**Given instruction**
Render the records below as a Markdown table with two columns, Row and Text. Give each nonblank line in order its own numbered row, placing the number under Row and the line under Text, and leave blank lines out.
+-------+
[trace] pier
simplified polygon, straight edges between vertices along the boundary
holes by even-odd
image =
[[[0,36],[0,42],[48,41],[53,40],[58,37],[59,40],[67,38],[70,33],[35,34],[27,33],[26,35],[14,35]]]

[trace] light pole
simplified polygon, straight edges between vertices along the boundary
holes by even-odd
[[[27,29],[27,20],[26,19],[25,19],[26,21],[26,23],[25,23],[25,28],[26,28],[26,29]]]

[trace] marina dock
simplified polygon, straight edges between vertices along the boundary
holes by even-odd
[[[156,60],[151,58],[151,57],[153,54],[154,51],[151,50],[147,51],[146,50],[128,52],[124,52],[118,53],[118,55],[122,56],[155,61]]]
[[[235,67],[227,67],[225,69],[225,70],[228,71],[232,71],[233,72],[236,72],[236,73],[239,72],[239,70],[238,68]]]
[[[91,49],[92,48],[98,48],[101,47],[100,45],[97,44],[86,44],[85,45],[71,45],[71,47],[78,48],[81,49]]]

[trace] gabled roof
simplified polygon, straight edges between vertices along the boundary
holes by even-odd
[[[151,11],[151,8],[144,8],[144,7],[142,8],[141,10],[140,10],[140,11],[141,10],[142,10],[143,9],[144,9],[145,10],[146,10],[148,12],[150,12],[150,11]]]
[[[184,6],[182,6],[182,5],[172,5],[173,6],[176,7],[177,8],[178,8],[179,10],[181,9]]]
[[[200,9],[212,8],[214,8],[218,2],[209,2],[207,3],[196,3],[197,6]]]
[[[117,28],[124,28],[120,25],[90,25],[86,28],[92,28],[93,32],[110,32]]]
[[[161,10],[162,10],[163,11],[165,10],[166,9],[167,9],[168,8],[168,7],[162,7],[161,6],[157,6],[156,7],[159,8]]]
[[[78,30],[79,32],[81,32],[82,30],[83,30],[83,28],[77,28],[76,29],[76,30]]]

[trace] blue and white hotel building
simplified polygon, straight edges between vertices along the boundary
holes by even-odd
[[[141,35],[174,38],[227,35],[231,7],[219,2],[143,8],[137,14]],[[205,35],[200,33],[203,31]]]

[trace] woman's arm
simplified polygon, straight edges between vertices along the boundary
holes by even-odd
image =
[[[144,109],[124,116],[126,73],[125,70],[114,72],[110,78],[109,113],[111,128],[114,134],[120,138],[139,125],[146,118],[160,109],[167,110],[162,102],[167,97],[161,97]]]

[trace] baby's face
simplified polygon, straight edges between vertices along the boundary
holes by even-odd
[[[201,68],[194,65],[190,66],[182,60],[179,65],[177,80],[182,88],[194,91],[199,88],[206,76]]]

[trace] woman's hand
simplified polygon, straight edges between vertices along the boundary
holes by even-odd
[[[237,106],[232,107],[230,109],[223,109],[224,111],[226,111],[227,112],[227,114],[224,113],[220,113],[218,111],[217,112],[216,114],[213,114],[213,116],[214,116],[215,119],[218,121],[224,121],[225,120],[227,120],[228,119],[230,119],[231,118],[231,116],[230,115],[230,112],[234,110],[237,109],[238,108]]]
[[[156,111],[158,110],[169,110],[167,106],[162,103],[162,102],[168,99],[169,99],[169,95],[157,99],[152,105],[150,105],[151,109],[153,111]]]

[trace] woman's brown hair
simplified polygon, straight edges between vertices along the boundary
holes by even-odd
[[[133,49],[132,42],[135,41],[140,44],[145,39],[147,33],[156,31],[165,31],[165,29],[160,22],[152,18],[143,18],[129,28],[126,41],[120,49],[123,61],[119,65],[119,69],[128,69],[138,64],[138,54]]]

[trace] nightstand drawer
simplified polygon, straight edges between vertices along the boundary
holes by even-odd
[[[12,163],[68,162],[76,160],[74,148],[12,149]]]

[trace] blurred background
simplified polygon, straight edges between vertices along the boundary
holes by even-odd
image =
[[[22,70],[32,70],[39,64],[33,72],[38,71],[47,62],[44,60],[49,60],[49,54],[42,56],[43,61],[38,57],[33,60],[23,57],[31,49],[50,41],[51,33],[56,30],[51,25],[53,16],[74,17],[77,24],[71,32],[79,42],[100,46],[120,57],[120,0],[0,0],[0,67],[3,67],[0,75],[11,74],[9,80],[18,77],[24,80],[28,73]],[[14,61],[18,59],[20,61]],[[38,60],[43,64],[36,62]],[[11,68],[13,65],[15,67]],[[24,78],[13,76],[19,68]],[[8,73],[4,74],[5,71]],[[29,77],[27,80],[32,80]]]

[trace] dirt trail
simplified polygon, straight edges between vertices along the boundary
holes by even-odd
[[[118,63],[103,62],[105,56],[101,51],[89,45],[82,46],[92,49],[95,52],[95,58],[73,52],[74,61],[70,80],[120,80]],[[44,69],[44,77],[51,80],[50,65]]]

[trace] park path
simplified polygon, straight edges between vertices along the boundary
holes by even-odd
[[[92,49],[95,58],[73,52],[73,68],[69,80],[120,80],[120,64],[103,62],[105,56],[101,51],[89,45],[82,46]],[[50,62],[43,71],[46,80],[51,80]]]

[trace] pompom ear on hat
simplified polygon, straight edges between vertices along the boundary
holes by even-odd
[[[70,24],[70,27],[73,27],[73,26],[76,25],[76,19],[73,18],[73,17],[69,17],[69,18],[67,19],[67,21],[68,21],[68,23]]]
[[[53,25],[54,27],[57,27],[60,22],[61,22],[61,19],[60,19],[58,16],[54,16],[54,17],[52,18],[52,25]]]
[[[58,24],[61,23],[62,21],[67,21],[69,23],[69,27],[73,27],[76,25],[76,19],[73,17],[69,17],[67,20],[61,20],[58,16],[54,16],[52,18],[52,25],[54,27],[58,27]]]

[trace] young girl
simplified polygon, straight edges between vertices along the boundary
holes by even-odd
+-------+
**Exercise solution**
| Row | Text |
|---|---|
| 1 | [trace] pier |
| 2 | simplified polygon, straight edges between vertices along the boundary |
| 3 | holes by even-odd |
| 4 | image = |
| 5 | [[[0,36],[0,42],[48,41],[53,40],[58,37],[59,40],[67,38],[70,33],[35,34],[27,33],[26,35],[14,35]]] |
| 6 | [trace] light pole |
| 7 | simplified polygon, straight edges between vertices along the boundary |
| 8 | holes by even-odd |
| 9 | [[[27,29],[27,20],[26,19],[25,19],[26,21],[26,23],[25,23],[25,28],[26,28],[26,29]]] |
| 10 | [trace] marina dock |
| 11 | simplified polygon, straight edges between vertices along the boundary |
| 12 | holes by even-odd |
| 13 | [[[156,60],[151,58],[151,57],[153,54],[154,51],[151,50],[147,51],[146,50],[128,52],[124,52],[118,53],[118,55],[122,56],[155,61]]] |
| 14 | [[[235,67],[227,67],[225,69],[225,70],[228,71],[232,71],[233,72],[236,72],[236,73],[239,72],[239,70],[238,68]]] |
| 15 | [[[91,49],[92,48],[98,48],[101,47],[100,45],[97,44],[86,44],[85,45],[71,45],[71,47],[78,48],[81,49]]] |
| 16 | [trace] gabled roof |
| 17 | simplified polygon, straight edges between vertices along the boundary |
| 18 | holes by even-odd |
| 19 | [[[151,11],[151,8],[144,8],[144,7],[142,8],[141,10],[140,10],[140,11],[141,10],[142,10],[143,9],[144,9],[145,10],[146,10],[148,12],[150,12],[150,11]]] |
| 20 | [[[184,6],[182,6],[182,5],[172,5],[173,6],[176,7],[177,8],[178,8],[179,10],[181,9]]] |
| 21 | [[[200,9],[212,8],[214,8],[218,2],[209,2],[207,3],[196,3],[197,6]]] |
| 22 | [[[117,28],[124,28],[120,25],[90,25],[86,28],[92,28],[93,32],[110,32]]] |
| 23 | [[[161,10],[162,10],[163,11],[165,10],[166,9],[167,9],[168,8],[168,7],[162,7],[161,6],[157,6],[156,7],[159,8]]] |
| 24 | [[[78,30],[79,32],[81,32],[82,30],[83,30],[83,28],[77,28],[76,29],[76,30]]] |
| 25 | [trace] blue and white hotel building |
| 26 | simplified polygon, straight edges between vertices along the boundary |
| 27 | holes by even-odd |
| 28 | [[[141,35],[174,38],[227,35],[231,7],[219,2],[143,8],[137,14]],[[205,35],[200,33],[203,31]]] |
| 29 | [trace] woman's arm |
| 30 | simplified polygon, straight edges between vertices along the boundary |
| 31 | holes by even-odd |
| 32 | image = |
| 33 | [[[144,109],[124,116],[126,73],[125,70],[114,72],[110,78],[109,113],[111,128],[114,134],[120,138],[139,125],[146,118],[160,109],[167,110],[162,102],[167,97],[161,97]]] |
| 34 | [trace] baby's face |
| 35 | simplified polygon, straight edges between vertices along the boundary |
| 36 | holes by even-odd |
| 37 | [[[201,68],[194,65],[190,66],[182,60],[179,65],[177,80],[182,88],[194,91],[199,88],[206,76]]] |
| 38 | [trace] woman's hand |
| 39 | simplified polygon, straight edges between vertices along the boundary |
| 40 | holes by even-odd |
| 41 | [[[237,106],[232,107],[230,109],[223,109],[224,111],[226,111],[227,112],[227,114],[224,113],[220,113],[218,111],[217,112],[216,114],[213,114],[213,116],[214,116],[215,119],[218,121],[224,121],[225,120],[227,120],[228,119],[230,119],[231,118],[231,116],[230,115],[230,112],[234,110],[237,109],[238,108]]] |
| 42 | [[[156,111],[158,110],[169,110],[167,106],[162,103],[162,102],[168,99],[169,99],[169,95],[157,99],[152,105],[150,105],[151,109],[153,111]]] |
| 43 | [trace] woman's brown hair |
| 44 | simplified polygon, straight edges between vertices along the boundary |
| 45 | holes by even-odd |
| 46 | [[[133,49],[132,42],[135,41],[140,44],[145,39],[147,33],[156,31],[165,31],[165,29],[160,22],[152,18],[143,18],[129,28],[126,41],[120,49],[123,61],[119,65],[119,69],[128,69],[138,64],[138,54]]] |
| 47 | [trace] nightstand drawer |
| 48 | simplified polygon, straight edges between vertices along the boundary |
| 49 | holes by even-odd |
| 50 | [[[12,163],[68,162],[76,160],[74,148],[12,149]]] |
| 51 | [trace] blurred background |
| 52 | simplified polygon, straight edges between vertices along the boundary |
| 53 | holes by even-odd |
| 54 | image = |
| 55 | [[[22,70],[32,70],[39,64],[33,72],[38,71],[47,62],[44,60],[49,60],[49,54],[42,56],[43,61],[38,57],[33,60],[23,57],[31,49],[50,41],[51,33],[56,30],[51,25],[53,16],[74,17],[77,24],[71,32],[79,42],[100,46],[120,57],[120,0],[0,0],[0,67],[3,67],[0,75],[11,74],[9,80],[18,77],[24,80],[28,73]],[[14,61],[18,59],[20,61]],[[38,60],[43,64],[36,62]],[[11,68],[13,65],[15,67]],[[24,78],[13,76],[19,68]],[[8,73],[4,74],[5,71]],[[29,77],[27,80],[32,80]]] |
| 56 | [trace] dirt trail |
| 57 | simplified polygon, straight edges between vertices along the boundary |
| 58 | holes by even-odd |
| 59 | [[[118,63],[103,62],[105,56],[101,51],[89,45],[82,46],[92,49],[95,52],[95,58],[73,52],[74,61],[70,80],[120,80]],[[44,69],[44,77],[51,80],[50,65]]] |
| 60 | [trace] park path |
| 61 | simplified polygon, straight edges between vertices along the boundary |
| 62 | holes by even-odd |
| 63 | [[[92,49],[95,58],[73,52],[73,68],[69,80],[120,80],[120,64],[103,62],[105,56],[101,51],[89,45],[82,46]],[[50,62],[43,71],[46,80],[51,80]]] |
| 64 | [trace] pompom ear on hat |
| 65 | simplified polygon, straight edges between vertices along the boundary |
| 66 | holes by even-odd |
| 67 | [[[70,24],[70,27],[73,27],[73,26],[76,25],[76,19],[73,18],[73,17],[69,17],[69,18],[67,19],[67,21],[68,21],[68,23]]] |
| 68 | [[[53,25],[54,27],[57,27],[60,22],[61,22],[61,19],[60,19],[58,16],[54,16],[54,17],[52,18],[52,25]]] |
| 69 | [[[58,24],[61,23],[62,21],[67,21],[69,23],[69,27],[73,27],[76,25],[76,19],[73,17],[69,17],[67,20],[61,20],[58,16],[54,16],[52,18],[52,25],[54,27],[58,27]]] |
| 70 | [trace] young girl |
| 71 | simplified polygon, straight edges between vertices along the boundary |
| 72 | holes by even-odd |